> Stated task: What follows is a listing; restate every line of it word for word.

(Coordinate annotation records)
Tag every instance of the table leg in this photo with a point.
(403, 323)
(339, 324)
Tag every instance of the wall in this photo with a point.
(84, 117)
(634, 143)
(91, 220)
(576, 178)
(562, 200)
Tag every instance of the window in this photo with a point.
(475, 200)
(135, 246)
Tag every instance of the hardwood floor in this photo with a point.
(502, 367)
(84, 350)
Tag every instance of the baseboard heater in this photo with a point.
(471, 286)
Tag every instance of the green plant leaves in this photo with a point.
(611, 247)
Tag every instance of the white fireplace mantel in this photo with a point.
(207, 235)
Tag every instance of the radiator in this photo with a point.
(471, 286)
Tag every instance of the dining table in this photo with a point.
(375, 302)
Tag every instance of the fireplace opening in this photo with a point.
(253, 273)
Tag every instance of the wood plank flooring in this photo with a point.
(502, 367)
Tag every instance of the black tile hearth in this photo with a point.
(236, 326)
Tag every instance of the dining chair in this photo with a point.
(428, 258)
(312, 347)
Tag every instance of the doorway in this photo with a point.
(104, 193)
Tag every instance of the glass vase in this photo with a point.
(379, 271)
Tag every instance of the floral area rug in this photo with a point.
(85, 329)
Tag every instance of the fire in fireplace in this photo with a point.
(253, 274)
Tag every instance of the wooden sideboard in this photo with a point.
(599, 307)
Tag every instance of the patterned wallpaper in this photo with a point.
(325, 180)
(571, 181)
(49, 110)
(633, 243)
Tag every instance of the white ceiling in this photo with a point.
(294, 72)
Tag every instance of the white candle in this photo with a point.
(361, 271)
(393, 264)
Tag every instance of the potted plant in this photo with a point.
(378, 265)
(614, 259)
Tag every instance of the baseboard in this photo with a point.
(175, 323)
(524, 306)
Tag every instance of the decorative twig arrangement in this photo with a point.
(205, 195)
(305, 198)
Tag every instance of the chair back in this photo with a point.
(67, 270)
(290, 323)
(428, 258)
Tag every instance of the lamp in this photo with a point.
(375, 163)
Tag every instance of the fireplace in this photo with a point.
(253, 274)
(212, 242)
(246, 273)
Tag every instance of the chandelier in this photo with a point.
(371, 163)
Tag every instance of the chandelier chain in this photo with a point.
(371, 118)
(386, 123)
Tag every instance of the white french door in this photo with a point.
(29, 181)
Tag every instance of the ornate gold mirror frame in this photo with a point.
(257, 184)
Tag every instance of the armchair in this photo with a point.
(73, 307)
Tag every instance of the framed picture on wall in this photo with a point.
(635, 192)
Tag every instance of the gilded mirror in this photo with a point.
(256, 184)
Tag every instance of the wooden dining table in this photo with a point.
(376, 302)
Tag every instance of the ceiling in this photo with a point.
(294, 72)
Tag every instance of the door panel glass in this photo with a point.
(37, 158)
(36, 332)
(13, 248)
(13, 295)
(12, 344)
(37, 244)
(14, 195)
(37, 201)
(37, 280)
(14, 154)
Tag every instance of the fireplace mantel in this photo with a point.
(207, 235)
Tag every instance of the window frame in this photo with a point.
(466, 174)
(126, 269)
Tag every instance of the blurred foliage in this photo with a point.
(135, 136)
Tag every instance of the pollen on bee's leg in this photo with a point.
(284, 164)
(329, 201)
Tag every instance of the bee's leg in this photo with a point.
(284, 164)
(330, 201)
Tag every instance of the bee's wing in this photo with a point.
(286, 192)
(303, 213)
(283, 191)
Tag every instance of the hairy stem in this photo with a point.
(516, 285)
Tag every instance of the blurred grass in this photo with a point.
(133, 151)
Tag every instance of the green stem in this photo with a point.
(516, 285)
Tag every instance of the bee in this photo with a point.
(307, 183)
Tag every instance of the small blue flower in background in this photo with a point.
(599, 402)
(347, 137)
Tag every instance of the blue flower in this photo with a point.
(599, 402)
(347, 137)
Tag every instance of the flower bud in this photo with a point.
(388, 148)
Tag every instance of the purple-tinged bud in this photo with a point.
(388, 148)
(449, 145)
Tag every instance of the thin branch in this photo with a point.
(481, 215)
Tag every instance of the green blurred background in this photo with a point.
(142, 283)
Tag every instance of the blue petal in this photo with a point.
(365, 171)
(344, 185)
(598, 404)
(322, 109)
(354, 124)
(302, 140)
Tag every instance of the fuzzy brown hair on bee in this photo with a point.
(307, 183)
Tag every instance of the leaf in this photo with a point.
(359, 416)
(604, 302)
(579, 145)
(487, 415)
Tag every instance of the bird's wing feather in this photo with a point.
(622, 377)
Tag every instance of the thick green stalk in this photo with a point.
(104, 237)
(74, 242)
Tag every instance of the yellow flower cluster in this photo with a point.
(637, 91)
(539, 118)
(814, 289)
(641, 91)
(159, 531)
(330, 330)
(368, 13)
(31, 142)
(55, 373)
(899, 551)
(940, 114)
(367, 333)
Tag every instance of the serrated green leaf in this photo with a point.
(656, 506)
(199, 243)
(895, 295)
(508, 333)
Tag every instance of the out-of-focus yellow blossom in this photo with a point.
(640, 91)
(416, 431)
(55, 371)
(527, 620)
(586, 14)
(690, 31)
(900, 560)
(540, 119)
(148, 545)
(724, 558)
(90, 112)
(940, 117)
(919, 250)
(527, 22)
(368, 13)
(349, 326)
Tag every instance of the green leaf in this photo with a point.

> Exercise output:
Tag every instance of the table leg in this photo with a point.
(403, 323)
(339, 324)
Tag every instance of the wall in this photo with a point.
(84, 117)
(634, 143)
(91, 220)
(576, 178)
(562, 200)
Tag every instance of the window in this photo with a point.
(475, 200)
(135, 246)
Tag every instance of the hardwood floor in this photo with a point.
(502, 367)
(84, 350)
Tag every instance of the baseboard heater in this photo with a point.
(471, 286)
Tag every instance of the green plant leaves in this photo with a point.
(611, 247)
Tag every instance of the white fireplace mantel in this photo with a point.
(207, 235)
Tag every instance of the radiator in this photo with a point.
(471, 286)
Tag every instance of the dining table in this photo with a point.
(375, 302)
Tag every instance of the fireplace opening in this photo with a point.
(253, 273)
Tag every instance of the wood plank flooring in this photo with a point.
(502, 367)
Tag every instance of the black tile hearth in this photo with a point.
(236, 326)
Tag every instance of the dining chair in this photo with a point.
(428, 258)
(312, 347)
Tag every instance of the doorway in this photo with a point.
(104, 193)
Tag every instance of the glass vase in this photo with a point.
(379, 271)
Tag every instance of the floral area rug in this photo with a point.
(85, 329)
Tag every instance of the fire in fireplace in this photo with a point.
(253, 274)
Tag every instance of the wooden sideboard in this photo with a point.
(599, 307)
Tag every instance of the patterned wallpaper in this photo with a point.
(325, 180)
(571, 181)
(49, 110)
(633, 243)
Tag every instance of the white ceiling in this photo with a point.
(294, 72)
Tag every instance of the white candle in this photo with a point.
(361, 271)
(393, 264)
Tag every instance of the potted plant in this photo with a point.
(378, 265)
(614, 259)
Tag every instance of the baseboard in this photo with a point.
(175, 323)
(524, 306)
Tag every instance of the decorative twig arrangement in this photo with a point.
(205, 195)
(305, 198)
Tag every instance of the chair back in this photo with a point.
(67, 270)
(290, 323)
(428, 258)
Tag every instance of the lamp in this photo with a point.
(375, 163)
Tag every instance of the fireplace in this photo with a point.
(253, 274)
(212, 242)
(246, 273)
Tag every instance of the chandelier in this photo with a point.
(371, 163)
Tag every instance of the chandelier chain in this photo with a point.
(371, 118)
(386, 123)
Tag every instance of the white french door in this photo with a point.
(29, 181)
Tag every instance of the ornate gold mirror frame in this photo with a point.
(257, 184)
Tag every instance of the armchair in this photo with a point.
(73, 307)
Tag every instance of the framed picture on wall in this photo with a point.
(635, 192)
Tag every instance of the gilded mirror in this photo with a point.
(256, 184)
Tag every instance of the wooden dining table in this photo with a point.
(376, 302)
Tag every instance of the ceiling in this photo with a point.
(294, 72)
Tag every instance of the door panel glass in this photo with a point.
(37, 158)
(36, 332)
(13, 248)
(13, 295)
(12, 344)
(37, 244)
(14, 195)
(37, 201)
(37, 280)
(14, 154)
Tag every instance of the fireplace mantel in this photo with a point.
(207, 235)
Tag every instance of the window frame in this photo with a point.
(466, 174)
(126, 269)
Tag every instance of the blurred foliage in this photo with a point.
(135, 136)
Tag every instance of the pollen on bee's leg in this photo with a point.
(284, 164)
(329, 201)
Tag every instance of the bee's leg in this photo with a point.
(284, 164)
(330, 201)
Tag every instance of the bee's wing in this photo with a point.
(286, 192)
(303, 213)
(283, 191)
Tag every instance of the hairy stem in this photo with a point.
(516, 285)
Tag every instance of the blurred grass in this photo with a point.
(133, 151)
Tag every instance of the green stem in this photo with a point.
(516, 285)
Tag every instance of the bee in this photo with a point.
(307, 183)
Tag every instance of the small blue flower in background in this photo with a point.
(599, 402)
(347, 137)
Tag every instance of the blue flower in this photo with a point.
(599, 402)
(347, 137)
Tag every instance of the flower bud in this photo with a point.
(388, 148)
Tag every instance of the purple-tinged bud in this photo with a point.
(388, 148)
(449, 145)
Tag every instance of the thin branch in this photo with a point.
(481, 215)
Tag every instance of the green blurred background in this photo with a point.
(142, 283)
Tag every instance of the blue petal in this photo with a point.
(365, 171)
(344, 185)
(598, 404)
(322, 109)
(354, 124)
(302, 140)
Tag every instance of the fuzzy brown hair on bee in this photo with a point.
(307, 183)
Tag every instance of the leaf in this photo with a point.
(359, 416)
(604, 302)
(579, 145)
(487, 415)
Tag every instance of the bird's wing feather in this photo with a point.
(622, 377)
Tag every instance of the thick green stalk in this photo with a point.
(104, 237)
(74, 242)
Tag every instance of the yellow flower cluster in this photo with a point.
(637, 91)
(539, 118)
(814, 289)
(641, 91)
(159, 531)
(330, 330)
(368, 13)
(31, 142)
(55, 373)
(899, 551)
(940, 114)
(367, 333)
Tag every instance of the serrated green leaf in this photo with a point.
(656, 506)
(199, 243)
(895, 295)
(508, 333)
Tag every instance of the out-of-focus yellow blossom in this photo with a point.
(640, 91)
(416, 431)
(55, 371)
(527, 620)
(586, 14)
(690, 31)
(900, 560)
(540, 119)
(148, 545)
(724, 558)
(90, 112)
(940, 117)
(919, 250)
(527, 22)
(368, 13)
(349, 326)
Tag every instance of the green leaf in this photo with a point.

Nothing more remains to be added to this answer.